▶ Problem description: Leaving out all pictures, write out word for word the lines from the one containing "Mark the snow with a point." to the end of the data below.

Data extracted from a collection
=== Section Start ===
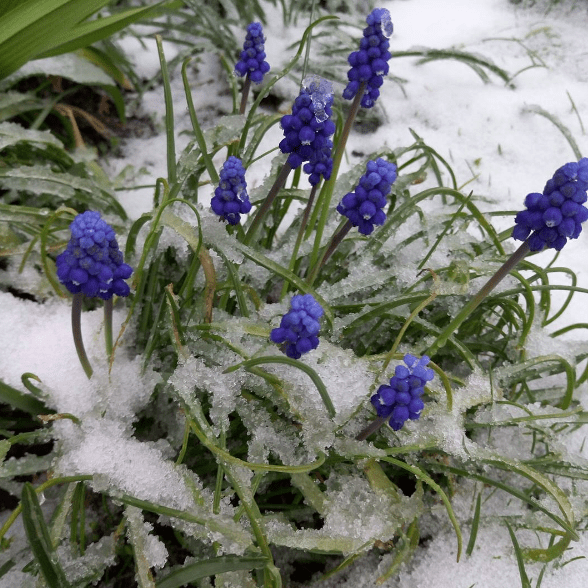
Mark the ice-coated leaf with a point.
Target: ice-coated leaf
(70, 66)
(227, 129)
(12, 133)
(39, 179)
(149, 551)
(27, 465)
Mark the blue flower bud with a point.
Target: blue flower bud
(299, 327)
(252, 59)
(369, 64)
(308, 130)
(92, 262)
(364, 206)
(556, 215)
(230, 199)
(401, 400)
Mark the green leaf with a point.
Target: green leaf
(89, 32)
(35, 26)
(211, 567)
(39, 539)
(26, 402)
(519, 555)
(322, 390)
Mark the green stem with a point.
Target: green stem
(371, 428)
(503, 271)
(330, 185)
(299, 238)
(196, 126)
(334, 243)
(264, 208)
(108, 326)
(169, 114)
(76, 327)
(245, 95)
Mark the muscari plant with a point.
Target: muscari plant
(275, 346)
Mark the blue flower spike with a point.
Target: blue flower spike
(364, 206)
(556, 215)
(299, 327)
(252, 59)
(308, 130)
(401, 399)
(92, 263)
(369, 65)
(230, 198)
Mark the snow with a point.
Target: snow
(492, 140)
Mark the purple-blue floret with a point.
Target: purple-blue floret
(556, 215)
(308, 130)
(299, 327)
(92, 263)
(364, 206)
(252, 59)
(230, 198)
(369, 65)
(401, 399)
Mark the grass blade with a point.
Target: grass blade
(39, 539)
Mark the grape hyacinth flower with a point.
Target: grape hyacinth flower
(230, 198)
(299, 327)
(550, 220)
(92, 263)
(252, 59)
(363, 207)
(401, 399)
(556, 215)
(369, 65)
(308, 130)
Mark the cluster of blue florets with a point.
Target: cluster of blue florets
(308, 129)
(369, 65)
(298, 330)
(556, 215)
(364, 206)
(93, 263)
(252, 59)
(230, 199)
(401, 399)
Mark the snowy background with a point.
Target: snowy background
(493, 143)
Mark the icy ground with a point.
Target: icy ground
(491, 141)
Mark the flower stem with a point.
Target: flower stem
(503, 271)
(264, 208)
(327, 191)
(108, 326)
(245, 95)
(299, 238)
(333, 244)
(76, 327)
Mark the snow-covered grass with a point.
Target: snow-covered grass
(211, 448)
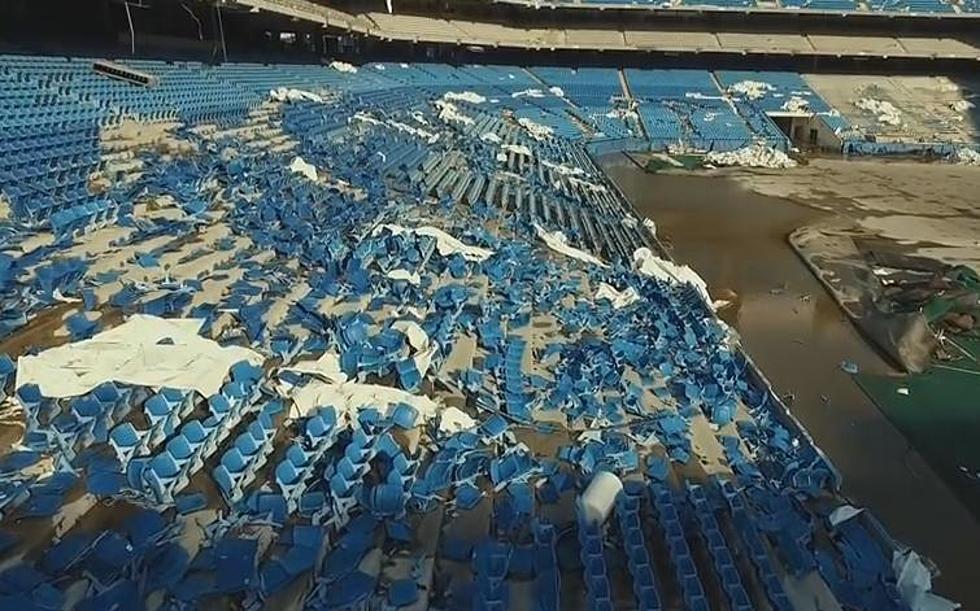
=== Section End ===
▶ Exercise solution:
Mark the snow with a point.
Target: snow
(492, 140)
Mark the purple-blue floret with a point.
Target: purple-blue floret
(556, 215)
(308, 130)
(299, 327)
(92, 263)
(364, 206)
(252, 59)
(230, 198)
(369, 65)
(401, 399)
Mark the grass blade with a point.
Target: grass blade
(39, 539)
Mark the grape hyacinth flower with a point.
Target: grape hyacinth flower
(230, 198)
(299, 327)
(550, 220)
(92, 263)
(252, 59)
(363, 207)
(401, 399)
(556, 215)
(369, 65)
(308, 130)
Mark the cluster of blue florets with a point.
Target: cluster of blue florets
(308, 129)
(369, 65)
(298, 330)
(556, 215)
(364, 206)
(93, 263)
(252, 59)
(230, 199)
(401, 399)
Mark the snowy background with a point.
Target: snowy background
(493, 143)
Mark the icy ground with a point.
Target: icy ground
(491, 141)
Mark the flower stem with a point.
Target: flower stem
(503, 271)
(264, 208)
(327, 191)
(108, 326)
(245, 95)
(299, 238)
(333, 244)
(76, 327)
Mark the snow-covered grass with a point.
Target: snow-covered grass
(211, 448)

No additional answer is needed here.